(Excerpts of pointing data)
=-=-=-=-=

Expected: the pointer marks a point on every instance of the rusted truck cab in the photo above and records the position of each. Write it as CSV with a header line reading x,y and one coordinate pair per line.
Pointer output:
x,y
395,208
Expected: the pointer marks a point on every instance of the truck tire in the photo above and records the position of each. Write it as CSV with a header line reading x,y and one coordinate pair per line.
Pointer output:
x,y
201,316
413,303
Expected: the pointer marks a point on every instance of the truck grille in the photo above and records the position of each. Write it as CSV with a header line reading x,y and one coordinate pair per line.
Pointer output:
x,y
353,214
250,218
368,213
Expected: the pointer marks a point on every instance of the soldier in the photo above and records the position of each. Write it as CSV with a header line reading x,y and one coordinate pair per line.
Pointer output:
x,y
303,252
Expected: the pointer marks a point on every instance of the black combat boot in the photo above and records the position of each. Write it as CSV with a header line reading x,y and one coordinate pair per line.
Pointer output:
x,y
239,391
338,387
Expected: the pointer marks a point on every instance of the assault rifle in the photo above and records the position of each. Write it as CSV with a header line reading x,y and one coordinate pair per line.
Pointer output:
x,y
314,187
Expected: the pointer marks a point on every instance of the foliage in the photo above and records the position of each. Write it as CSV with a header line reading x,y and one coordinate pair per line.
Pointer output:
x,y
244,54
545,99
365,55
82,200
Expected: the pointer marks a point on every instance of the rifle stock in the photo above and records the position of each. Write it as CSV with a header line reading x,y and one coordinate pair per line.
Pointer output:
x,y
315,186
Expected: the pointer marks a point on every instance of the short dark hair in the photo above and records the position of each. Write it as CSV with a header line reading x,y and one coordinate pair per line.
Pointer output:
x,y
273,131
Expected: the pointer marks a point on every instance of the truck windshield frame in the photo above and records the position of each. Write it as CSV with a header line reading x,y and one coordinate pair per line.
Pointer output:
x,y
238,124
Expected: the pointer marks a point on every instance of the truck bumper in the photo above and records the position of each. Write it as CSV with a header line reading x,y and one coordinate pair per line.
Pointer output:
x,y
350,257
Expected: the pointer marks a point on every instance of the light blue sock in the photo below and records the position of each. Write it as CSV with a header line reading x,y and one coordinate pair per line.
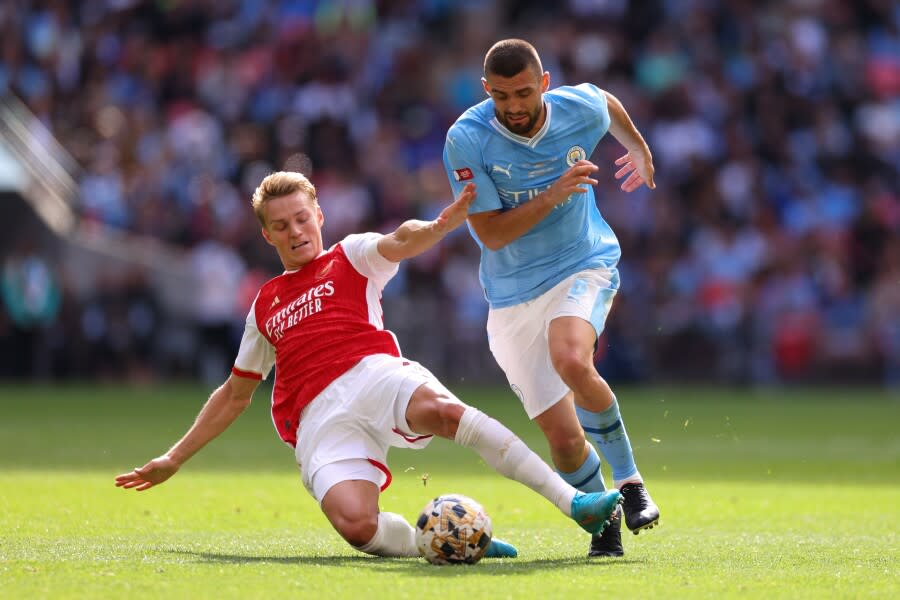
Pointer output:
x,y
608,431
586,478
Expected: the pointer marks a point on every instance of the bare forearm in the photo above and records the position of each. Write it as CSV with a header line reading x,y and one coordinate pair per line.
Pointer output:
x,y
220,411
410,239
622,128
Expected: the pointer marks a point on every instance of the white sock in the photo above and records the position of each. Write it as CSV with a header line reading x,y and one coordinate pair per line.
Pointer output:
x,y
509,456
393,538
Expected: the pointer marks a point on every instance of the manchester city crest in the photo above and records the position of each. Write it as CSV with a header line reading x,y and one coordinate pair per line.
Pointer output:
x,y
575,154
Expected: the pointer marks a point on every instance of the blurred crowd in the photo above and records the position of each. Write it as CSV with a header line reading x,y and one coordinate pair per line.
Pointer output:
x,y
769,251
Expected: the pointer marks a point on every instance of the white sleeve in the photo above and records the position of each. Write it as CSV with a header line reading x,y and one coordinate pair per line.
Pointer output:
x,y
362,251
256,355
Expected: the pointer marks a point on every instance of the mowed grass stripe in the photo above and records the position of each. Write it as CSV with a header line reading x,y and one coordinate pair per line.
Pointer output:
x,y
762,496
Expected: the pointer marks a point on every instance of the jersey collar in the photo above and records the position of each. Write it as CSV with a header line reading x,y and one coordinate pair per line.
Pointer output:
x,y
521,139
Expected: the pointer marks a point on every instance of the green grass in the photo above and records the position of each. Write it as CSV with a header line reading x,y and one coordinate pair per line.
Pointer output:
x,y
788,494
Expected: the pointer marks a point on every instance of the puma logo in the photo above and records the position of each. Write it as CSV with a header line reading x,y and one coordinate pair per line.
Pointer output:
x,y
500,169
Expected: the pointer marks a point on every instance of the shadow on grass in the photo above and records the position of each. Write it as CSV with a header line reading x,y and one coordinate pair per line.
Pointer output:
x,y
417,565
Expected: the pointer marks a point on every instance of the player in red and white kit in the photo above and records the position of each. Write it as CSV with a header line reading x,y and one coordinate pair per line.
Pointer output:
x,y
343,393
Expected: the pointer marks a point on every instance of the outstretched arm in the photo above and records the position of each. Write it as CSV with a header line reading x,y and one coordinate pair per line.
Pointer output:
x,y
415,237
220,411
638,161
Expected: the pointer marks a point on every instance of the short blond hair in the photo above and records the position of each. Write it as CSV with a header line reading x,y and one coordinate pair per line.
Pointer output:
x,y
276,185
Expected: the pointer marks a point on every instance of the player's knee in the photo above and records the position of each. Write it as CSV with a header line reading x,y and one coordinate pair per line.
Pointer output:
x,y
566,443
572,367
449,412
358,530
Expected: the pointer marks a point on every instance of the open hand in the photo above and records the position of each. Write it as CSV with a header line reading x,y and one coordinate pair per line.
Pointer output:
x,y
640,165
153,473
454,215
574,181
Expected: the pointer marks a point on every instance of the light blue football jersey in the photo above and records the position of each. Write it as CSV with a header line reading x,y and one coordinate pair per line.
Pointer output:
x,y
509,169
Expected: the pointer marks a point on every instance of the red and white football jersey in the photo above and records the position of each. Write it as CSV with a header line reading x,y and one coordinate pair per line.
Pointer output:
x,y
315,323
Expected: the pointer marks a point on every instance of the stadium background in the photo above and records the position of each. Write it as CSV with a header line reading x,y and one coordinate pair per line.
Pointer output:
x,y
768,253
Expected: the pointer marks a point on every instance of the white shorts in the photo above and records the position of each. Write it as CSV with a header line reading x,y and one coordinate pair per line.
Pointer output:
x,y
353,422
518,335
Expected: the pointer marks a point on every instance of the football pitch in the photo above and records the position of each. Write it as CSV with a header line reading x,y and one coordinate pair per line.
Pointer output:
x,y
780,493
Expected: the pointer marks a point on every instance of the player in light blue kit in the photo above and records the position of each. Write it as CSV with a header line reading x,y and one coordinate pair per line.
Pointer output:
x,y
548,259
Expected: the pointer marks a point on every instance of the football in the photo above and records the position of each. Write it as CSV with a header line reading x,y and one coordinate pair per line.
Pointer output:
x,y
453,529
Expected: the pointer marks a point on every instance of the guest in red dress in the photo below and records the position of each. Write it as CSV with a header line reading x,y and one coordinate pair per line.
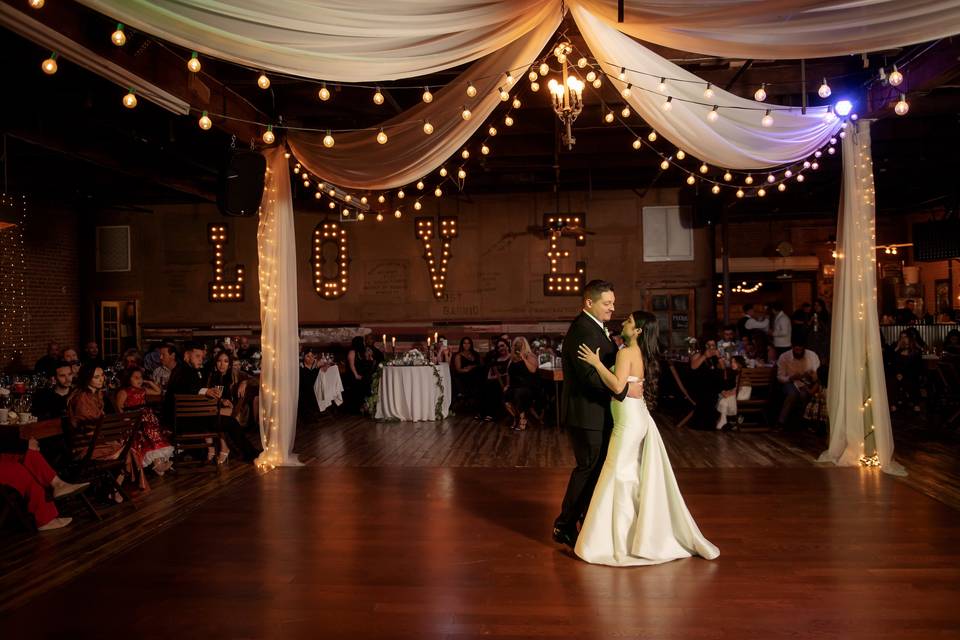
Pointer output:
x,y
151,445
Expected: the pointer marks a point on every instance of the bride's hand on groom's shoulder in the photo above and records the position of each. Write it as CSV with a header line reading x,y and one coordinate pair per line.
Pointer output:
x,y
589,356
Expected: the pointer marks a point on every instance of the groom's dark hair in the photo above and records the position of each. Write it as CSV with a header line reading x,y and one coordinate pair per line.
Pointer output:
x,y
595,288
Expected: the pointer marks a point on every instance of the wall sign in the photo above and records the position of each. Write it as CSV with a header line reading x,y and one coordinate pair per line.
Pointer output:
x,y
437,237
223,289
571,226
326,234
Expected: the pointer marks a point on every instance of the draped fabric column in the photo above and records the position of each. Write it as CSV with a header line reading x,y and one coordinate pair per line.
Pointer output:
x,y
280,338
857,393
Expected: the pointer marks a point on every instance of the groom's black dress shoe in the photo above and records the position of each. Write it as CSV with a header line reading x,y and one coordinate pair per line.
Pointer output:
x,y
562,536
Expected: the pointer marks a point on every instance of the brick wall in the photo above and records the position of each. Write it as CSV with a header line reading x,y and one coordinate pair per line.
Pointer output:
x,y
51,280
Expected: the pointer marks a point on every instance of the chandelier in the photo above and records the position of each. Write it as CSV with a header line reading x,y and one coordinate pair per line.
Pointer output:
x,y
567,94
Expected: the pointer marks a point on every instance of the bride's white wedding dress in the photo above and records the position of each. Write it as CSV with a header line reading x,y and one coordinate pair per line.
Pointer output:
x,y
637,515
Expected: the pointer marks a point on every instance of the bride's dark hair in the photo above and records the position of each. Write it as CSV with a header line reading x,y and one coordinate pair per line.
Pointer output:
x,y
649,343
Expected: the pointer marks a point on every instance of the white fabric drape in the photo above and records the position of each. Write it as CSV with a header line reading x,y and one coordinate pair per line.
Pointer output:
x,y
280,338
358,161
737,140
782,29
338,40
856,391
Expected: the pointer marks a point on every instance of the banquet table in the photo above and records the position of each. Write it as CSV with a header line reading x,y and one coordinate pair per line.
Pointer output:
x,y
328,388
411,393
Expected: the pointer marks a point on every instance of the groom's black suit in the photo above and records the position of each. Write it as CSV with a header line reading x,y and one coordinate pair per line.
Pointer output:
x,y
586,413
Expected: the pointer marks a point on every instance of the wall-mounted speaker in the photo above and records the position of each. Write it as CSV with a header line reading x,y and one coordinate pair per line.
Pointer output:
x,y
241,183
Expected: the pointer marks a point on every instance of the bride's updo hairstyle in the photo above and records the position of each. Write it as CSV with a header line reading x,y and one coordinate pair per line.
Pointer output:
x,y
649,343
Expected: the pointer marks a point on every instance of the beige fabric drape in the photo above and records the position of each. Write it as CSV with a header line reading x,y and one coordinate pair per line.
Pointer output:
x,y
358,161
280,337
856,391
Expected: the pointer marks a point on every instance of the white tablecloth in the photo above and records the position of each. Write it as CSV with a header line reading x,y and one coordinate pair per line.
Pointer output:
x,y
328,388
410,393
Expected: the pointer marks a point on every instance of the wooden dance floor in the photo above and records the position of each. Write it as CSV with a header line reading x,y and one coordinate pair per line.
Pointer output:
x,y
429,552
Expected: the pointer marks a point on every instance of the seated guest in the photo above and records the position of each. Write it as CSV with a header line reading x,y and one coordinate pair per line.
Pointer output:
x,y
31,476
168,360
731,391
51,402
496,365
706,383
232,388
905,370
521,388
797,372
151,447
47,364
91,354
468,374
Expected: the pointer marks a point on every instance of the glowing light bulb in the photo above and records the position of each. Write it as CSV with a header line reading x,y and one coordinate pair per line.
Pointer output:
x,y
118,37
824,91
902,107
895,78
49,65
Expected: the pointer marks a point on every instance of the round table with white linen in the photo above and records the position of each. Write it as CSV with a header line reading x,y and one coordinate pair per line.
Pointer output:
x,y
411,393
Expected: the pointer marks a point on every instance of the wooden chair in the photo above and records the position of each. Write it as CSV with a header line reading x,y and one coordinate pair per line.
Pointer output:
x,y
684,392
119,428
192,408
761,380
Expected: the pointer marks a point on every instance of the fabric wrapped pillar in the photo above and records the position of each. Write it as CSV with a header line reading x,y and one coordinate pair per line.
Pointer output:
x,y
860,430
280,340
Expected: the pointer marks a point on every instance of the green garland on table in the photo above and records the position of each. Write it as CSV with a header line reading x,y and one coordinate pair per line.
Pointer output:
x,y
374,398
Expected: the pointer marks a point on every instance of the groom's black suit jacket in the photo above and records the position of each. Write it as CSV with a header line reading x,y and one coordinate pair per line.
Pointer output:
x,y
586,400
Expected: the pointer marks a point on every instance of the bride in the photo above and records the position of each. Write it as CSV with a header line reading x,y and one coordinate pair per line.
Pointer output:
x,y
637,515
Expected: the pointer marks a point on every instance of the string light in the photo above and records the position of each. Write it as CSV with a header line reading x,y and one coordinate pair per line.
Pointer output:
x,y
902,107
896,78
118,37
49,65
824,91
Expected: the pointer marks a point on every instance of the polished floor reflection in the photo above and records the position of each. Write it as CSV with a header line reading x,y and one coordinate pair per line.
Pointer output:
x,y
408,552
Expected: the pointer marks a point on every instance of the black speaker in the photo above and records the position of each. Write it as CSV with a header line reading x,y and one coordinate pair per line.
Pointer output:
x,y
241,183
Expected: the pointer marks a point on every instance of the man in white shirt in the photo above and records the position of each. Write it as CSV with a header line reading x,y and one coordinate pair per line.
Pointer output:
x,y
758,319
796,371
782,328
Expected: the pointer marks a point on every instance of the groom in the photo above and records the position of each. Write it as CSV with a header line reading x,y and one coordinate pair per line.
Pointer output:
x,y
586,405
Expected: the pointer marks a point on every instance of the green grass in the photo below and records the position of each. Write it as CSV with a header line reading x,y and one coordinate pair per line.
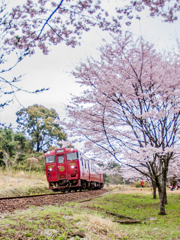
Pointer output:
x,y
59,222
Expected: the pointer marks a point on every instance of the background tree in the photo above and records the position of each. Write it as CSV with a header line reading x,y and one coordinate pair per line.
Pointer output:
x,y
130,107
39,123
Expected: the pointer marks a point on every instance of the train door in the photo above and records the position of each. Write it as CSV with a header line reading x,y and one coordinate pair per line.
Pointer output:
x,y
61,165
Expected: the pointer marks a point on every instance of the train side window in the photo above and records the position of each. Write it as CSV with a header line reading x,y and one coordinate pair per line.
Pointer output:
x,y
50,159
60,159
72,156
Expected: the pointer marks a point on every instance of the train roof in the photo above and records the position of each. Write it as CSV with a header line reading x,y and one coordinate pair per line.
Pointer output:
x,y
60,150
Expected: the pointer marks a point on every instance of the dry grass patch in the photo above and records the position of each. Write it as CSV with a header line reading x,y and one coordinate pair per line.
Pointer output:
x,y
98,227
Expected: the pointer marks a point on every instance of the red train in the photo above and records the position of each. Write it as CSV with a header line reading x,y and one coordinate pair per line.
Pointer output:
x,y
67,169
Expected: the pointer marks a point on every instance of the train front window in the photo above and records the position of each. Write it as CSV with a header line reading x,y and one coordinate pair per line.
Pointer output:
x,y
72,156
50,159
60,159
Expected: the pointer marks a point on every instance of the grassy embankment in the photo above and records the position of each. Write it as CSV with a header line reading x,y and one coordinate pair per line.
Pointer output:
x,y
22,183
59,222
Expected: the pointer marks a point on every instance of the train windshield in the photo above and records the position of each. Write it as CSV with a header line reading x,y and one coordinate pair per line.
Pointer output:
x,y
50,159
60,159
72,156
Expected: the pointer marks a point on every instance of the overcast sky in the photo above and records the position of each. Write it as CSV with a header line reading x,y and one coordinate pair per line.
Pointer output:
x,y
54,70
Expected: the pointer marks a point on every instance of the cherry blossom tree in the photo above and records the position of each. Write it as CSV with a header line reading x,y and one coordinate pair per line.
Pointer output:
x,y
129,108
9,87
44,22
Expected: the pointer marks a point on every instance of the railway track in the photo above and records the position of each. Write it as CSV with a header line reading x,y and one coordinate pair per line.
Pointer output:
x,y
10,204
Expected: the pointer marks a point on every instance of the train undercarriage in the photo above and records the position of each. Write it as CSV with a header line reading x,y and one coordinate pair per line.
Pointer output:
x,y
77,184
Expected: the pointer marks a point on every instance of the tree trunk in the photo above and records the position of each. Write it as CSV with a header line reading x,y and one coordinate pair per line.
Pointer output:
x,y
154,190
163,195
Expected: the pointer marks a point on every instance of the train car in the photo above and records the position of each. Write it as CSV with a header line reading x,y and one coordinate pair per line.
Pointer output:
x,y
67,169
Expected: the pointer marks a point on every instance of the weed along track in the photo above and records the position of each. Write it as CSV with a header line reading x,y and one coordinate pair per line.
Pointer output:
x,y
14,203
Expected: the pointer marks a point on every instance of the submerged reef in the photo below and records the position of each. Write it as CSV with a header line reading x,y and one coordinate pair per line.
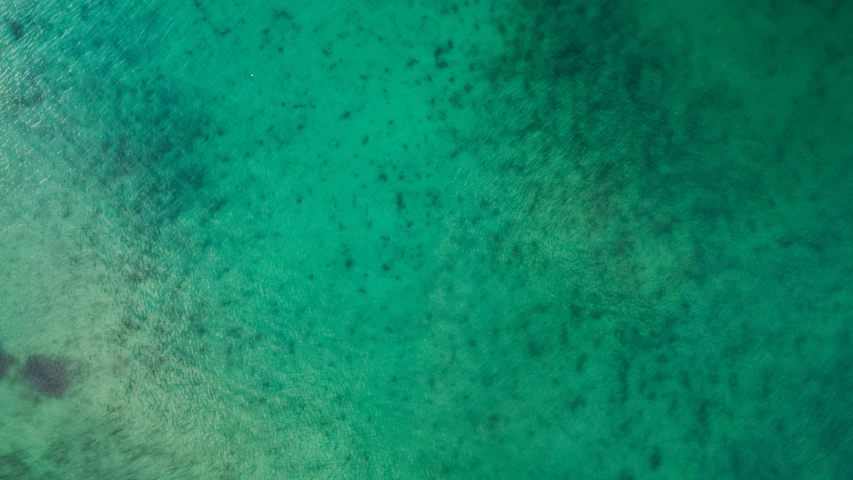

=-=-=-=-=

> _WRITTEN EXERCISE_: State how many lines above contain the word "blue", giving only the number.

> _ANSWER TO THE TASK_: 3